DOCUMENT SECTION -

══════════════════════════════

The author of the critically acclaimed biography of the F. Scott and Zelda Fitzgerald, Sometimes Madness Is Wisdom, returns to this subject to further investigate Zelda's affair with the French aviator Edouard Jozan and its influence on the creation of The Great Gatsby.
Kendall Taylor’s The Gatsby Affair is, basically, an updated version of her 2001 biography of Zelda and Scott Fitzgerald’s roller-coaster marriage, Sometimes Madness Is Wisdom. Even for readers of the latter book, however, there exists in Taylor’s latest enough that is new to make taking a look worthwhile. To begin with, Taylor has unearthed more details about Edouard Jozan, the French naval aviator who may or may not have had a sexual relationship with Zelda while Scott worked on The Great Gatsby ... The most heart-rending portions of the book deal with Zelda’s purported schizophrenia, a disease Taylor is adamant she did not have ... The Gatsby Affair, while only weakly explaining how Zelda’s fling with Jozan 'shaped an American classic,' certainly shows readers once more how the kind of emotional upheaval that inspires great art can also crush the strongest spirits. The fact Scott and Zelda remained bound together is the most amazing part of this tale.

══════════════════════════════

Stored entries
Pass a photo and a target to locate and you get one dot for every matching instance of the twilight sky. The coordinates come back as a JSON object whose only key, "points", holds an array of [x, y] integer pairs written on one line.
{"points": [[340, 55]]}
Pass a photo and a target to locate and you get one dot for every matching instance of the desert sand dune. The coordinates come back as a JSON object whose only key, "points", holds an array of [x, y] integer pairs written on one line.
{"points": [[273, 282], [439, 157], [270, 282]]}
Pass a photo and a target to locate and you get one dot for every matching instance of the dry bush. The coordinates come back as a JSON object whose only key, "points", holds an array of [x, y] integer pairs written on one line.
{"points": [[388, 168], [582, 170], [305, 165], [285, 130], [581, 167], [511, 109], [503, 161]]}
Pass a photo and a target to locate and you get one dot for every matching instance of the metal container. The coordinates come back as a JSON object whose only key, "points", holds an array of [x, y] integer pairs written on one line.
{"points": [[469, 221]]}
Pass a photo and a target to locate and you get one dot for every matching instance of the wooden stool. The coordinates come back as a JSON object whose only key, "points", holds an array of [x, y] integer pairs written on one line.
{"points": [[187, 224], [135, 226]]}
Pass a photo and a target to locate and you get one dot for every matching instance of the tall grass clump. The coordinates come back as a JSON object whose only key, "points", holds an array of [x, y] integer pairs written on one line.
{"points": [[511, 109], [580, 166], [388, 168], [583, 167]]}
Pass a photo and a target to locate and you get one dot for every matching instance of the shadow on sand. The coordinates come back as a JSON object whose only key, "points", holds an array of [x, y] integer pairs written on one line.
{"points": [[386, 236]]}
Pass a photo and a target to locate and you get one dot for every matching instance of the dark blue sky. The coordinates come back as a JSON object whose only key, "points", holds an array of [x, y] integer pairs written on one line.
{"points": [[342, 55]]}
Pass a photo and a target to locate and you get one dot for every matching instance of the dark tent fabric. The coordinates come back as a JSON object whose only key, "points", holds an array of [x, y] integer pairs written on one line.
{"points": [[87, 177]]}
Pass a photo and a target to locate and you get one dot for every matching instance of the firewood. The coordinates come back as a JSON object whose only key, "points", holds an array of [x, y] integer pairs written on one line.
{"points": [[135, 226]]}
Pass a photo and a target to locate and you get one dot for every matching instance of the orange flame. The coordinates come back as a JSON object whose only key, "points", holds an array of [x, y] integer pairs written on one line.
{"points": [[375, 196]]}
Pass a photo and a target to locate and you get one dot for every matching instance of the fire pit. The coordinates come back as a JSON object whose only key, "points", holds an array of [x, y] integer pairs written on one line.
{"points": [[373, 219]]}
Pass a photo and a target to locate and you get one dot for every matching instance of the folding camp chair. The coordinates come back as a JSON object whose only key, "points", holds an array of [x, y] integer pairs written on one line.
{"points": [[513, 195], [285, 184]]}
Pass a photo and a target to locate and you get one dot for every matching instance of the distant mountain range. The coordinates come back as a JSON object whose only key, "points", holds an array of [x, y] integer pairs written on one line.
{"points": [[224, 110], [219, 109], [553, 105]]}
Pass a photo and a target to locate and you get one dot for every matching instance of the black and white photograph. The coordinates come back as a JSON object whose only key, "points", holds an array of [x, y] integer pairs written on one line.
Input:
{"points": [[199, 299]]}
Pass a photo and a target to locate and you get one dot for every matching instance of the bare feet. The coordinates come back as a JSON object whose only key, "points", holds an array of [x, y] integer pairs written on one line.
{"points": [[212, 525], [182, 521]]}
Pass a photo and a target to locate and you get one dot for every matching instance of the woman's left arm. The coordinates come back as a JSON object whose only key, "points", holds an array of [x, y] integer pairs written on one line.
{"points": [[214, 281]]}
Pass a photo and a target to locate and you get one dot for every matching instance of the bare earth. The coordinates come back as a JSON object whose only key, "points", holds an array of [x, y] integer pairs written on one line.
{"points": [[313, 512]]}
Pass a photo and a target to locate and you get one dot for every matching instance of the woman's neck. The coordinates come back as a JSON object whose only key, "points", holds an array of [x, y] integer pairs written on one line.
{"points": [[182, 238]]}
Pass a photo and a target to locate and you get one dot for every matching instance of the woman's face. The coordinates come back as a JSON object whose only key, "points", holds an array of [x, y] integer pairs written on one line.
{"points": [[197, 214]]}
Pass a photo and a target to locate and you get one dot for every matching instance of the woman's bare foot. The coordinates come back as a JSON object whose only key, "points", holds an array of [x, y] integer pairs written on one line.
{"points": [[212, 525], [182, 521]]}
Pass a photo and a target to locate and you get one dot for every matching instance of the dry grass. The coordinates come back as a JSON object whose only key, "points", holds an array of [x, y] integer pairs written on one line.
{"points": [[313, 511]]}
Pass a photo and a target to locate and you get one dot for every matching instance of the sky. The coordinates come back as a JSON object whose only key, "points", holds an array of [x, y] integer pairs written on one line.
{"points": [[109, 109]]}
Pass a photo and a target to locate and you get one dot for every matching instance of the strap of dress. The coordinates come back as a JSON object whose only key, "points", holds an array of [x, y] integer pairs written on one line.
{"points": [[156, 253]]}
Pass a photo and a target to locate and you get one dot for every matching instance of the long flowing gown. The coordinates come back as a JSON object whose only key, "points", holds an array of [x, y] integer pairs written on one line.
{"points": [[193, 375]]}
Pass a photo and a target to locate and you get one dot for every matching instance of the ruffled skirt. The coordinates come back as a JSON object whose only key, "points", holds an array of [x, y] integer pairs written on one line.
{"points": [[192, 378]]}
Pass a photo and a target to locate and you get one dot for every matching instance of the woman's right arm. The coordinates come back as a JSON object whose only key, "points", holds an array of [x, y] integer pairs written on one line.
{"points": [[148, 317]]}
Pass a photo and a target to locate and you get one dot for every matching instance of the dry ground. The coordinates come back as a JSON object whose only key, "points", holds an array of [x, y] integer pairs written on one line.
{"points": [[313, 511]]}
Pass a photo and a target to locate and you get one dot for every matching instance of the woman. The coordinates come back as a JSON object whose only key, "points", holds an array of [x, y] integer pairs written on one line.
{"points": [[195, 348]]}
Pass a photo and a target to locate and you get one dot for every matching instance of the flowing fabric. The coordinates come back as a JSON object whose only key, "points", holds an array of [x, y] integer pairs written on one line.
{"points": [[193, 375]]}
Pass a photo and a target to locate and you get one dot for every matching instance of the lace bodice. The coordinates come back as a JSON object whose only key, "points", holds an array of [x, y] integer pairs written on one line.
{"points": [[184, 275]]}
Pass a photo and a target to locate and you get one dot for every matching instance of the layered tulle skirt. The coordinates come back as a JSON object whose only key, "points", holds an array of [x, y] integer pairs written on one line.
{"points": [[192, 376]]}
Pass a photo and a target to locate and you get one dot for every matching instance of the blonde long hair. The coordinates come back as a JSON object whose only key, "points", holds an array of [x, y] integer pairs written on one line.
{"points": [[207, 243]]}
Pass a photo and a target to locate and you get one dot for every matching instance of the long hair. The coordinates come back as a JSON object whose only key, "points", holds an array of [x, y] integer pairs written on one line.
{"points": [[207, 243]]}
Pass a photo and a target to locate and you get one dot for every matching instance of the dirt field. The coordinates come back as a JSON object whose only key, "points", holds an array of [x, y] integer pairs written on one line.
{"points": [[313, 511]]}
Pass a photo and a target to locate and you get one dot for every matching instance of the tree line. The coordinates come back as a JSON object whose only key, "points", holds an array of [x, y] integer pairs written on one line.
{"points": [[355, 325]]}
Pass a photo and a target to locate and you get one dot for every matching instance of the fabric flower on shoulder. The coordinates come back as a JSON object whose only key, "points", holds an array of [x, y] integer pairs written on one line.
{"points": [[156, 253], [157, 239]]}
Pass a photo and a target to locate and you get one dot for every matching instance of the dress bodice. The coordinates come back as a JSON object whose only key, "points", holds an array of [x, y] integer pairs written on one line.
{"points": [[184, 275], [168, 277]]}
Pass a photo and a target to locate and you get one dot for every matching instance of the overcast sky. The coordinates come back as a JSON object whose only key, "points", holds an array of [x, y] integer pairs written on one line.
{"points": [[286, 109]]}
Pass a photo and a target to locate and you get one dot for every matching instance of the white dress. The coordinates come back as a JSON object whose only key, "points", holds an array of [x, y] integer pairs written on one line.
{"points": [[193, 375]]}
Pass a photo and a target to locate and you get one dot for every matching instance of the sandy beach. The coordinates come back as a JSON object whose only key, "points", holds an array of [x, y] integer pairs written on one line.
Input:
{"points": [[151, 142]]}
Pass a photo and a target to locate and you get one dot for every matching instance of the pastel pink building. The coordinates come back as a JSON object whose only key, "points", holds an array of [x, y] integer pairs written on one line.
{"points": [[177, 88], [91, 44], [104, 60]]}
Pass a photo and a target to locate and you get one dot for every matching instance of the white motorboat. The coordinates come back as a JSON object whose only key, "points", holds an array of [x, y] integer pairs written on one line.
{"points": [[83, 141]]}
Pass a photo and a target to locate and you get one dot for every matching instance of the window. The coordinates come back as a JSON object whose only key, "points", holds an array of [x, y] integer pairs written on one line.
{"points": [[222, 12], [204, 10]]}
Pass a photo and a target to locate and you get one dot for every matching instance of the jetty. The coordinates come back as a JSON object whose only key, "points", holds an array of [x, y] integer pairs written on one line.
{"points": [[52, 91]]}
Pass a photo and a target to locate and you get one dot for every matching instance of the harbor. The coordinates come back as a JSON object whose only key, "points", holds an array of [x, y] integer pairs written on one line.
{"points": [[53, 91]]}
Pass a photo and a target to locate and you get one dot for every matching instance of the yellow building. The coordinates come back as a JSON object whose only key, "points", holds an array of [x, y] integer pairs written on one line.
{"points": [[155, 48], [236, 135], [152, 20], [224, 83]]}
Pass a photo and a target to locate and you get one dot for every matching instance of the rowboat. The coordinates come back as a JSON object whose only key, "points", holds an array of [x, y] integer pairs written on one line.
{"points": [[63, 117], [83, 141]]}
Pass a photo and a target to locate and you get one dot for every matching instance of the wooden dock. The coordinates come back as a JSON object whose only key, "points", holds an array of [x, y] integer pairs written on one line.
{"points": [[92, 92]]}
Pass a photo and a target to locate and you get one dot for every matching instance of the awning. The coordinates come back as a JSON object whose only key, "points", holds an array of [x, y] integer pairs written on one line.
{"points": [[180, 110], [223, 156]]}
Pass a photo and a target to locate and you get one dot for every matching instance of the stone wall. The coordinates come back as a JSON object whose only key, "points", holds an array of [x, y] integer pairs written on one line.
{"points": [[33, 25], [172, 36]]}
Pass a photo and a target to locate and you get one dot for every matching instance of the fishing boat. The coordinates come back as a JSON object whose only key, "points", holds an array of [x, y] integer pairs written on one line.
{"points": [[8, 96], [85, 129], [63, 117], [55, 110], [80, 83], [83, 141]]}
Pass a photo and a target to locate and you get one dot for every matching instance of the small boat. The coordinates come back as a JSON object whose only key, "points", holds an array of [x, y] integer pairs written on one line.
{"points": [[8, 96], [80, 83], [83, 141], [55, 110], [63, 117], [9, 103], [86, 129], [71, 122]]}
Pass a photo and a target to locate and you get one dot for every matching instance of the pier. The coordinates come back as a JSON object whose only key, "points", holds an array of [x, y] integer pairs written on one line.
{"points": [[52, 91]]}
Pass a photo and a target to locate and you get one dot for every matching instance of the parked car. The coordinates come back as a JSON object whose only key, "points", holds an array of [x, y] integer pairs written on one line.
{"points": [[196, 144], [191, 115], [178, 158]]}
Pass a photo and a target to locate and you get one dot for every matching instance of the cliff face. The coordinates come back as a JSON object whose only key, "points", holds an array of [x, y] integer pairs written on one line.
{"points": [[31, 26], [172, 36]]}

══════════════════════════════

ACTIVITY LIST -
[a] In the book review, rewrite the stretch from "The author of" through "The Great Gatsby.", swapping "critically acclaimed" for "widely praised".
[b] Decide whether each statement agrees with the book review, answering yes or no and quoting the words that settle it: (i) Taylor holds that Zelda suffered from schizophrenia. (ii) Sometimes Madness Is Wisdom was published in 2001. (iii) The Gatsby Affair gives a strong explanation of how Zelda's fling with Jozan shaped The Great Gatsby.

TASK SOLUTIONS -
[a]
The author of the widely praised biography of the F. Scott and Zelda Fitzgerald, Sometimes Madness Is Wisdom, returns to this subject to further investigate Zelda's affair with the French aviator Edouard Jozan and its influence on the creation of The Great Gatsby.

[b]
(i) No: "a disease Taylor is adamant she did not have"
(ii) Yes: "her 2001 biography of Zelda and Scott Fitzgerald’s roller-coaster marriage, Sometimes Madness Is Wisdom"
(iii) No: "while only weakly explaining how Zelda’s fling with Jozan 'shaped an American classic,'"